## Provided passage
|Above: A supercell thunderstorm looms over eastern Colorado west of Limon on June 19, 2018. Image credit: Bob Henson.|
The biggest experiment in years to target supercells and tornadoes across the Great Plains kicks off this week, just in time for what promises to be one of the biggest severe weather outbreaks of the year. Along with a fleet of ground-based vehicles, this project will include two starkly different types of airborne platforms, one with decades of experience and the other freshly minted.
The TORUS project (Targeted Observation by Radars and UAS of Supercells) is drawing on a $2.4 million grant from the National Science Foundation, plus about $1.5 million from NOAA. Springtime field campaigns are set for 2019 and 2020, with as many as 42 days of operations possible.

## Goals
a – From the supercell passage, reproduce verbatim the span from "The TORUS project" to "of operations possible.".
b – Answer these from the supercell passage:
(i) Where and on what date was the supercell in the image seen?
(ii) How many types of airborne platforms will the project include?
(iii) How large is the National Science Foundation grant?
The lines after this point have no connection to the supercell passage.

## Record excerpts

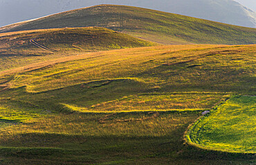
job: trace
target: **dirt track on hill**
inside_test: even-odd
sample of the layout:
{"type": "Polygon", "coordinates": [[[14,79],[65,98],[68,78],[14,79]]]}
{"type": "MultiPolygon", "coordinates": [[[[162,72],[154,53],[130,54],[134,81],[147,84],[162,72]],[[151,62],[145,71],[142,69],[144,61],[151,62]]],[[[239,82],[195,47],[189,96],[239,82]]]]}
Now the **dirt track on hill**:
---
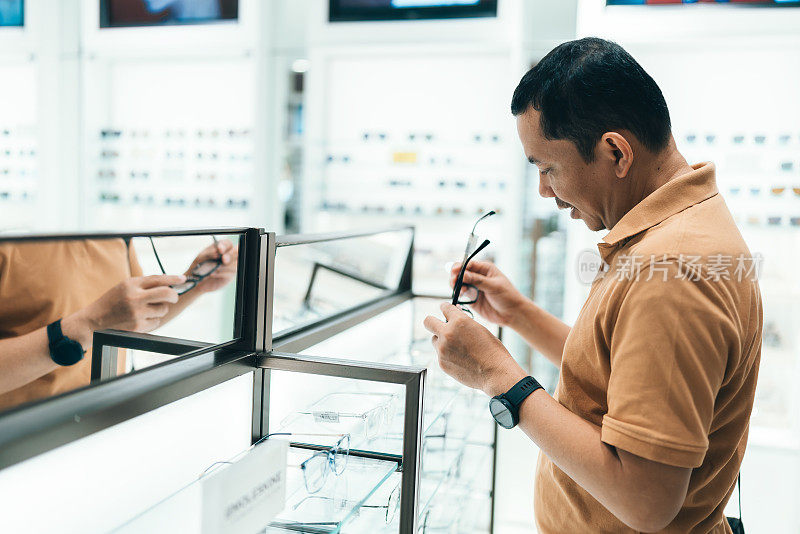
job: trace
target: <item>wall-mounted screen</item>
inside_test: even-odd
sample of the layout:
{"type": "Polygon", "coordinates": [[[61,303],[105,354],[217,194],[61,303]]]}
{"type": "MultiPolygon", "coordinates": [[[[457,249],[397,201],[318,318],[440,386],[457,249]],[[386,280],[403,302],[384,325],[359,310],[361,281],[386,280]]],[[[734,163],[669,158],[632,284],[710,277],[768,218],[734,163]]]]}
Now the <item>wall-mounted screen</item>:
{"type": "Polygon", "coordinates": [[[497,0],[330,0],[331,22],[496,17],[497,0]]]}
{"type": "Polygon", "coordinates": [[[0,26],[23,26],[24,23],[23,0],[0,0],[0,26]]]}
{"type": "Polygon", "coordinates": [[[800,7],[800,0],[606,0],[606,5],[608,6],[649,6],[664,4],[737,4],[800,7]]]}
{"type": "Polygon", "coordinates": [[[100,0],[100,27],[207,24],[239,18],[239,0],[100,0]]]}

## The results
a –
The TORUS project (Targeted Observation by Radars and UAS of Supercells) is drawing on a $2.4 million grant from the National Science Foundation, plus about $1.5 million from NOAA. Springtime field campaigns are set for 2019 and 2020, with as many as 42 days of operations possible.

b –
(i) Over eastern Colorado west of Limon, on June 19, 2018.
(ii) Two.
(iii) $2.4 million.